- About this exercise -
Read the records beneath this task and copy every line that contains the string "Target".

(Saved entries)
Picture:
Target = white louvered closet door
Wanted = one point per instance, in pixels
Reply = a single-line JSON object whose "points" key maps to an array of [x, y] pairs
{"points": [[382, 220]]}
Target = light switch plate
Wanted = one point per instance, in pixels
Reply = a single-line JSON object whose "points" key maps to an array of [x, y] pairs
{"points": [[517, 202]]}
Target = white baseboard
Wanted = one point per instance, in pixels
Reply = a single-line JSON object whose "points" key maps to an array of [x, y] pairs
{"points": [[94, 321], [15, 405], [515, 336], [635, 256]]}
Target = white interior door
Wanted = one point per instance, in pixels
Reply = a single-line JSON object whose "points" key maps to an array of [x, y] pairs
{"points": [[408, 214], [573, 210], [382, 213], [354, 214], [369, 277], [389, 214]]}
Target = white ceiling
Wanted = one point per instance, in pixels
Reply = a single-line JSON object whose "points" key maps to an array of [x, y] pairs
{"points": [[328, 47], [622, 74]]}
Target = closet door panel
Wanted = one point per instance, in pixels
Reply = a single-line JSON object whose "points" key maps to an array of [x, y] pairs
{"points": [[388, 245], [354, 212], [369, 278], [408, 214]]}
---
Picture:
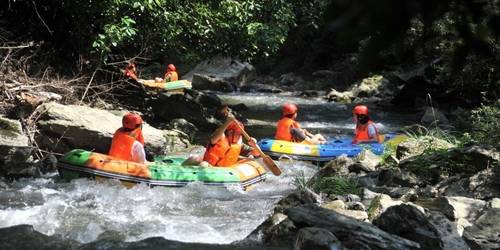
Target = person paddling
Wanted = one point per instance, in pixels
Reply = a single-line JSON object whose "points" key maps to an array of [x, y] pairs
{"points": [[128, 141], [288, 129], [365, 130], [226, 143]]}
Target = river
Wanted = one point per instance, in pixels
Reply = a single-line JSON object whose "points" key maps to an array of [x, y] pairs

- Completed task -
Target = white louvered closet door
Target = light switch plate
Target = white baseboard
Target = white interior door
Target = white ceiling
Target = closet door panel
Target = person paddling
Target = river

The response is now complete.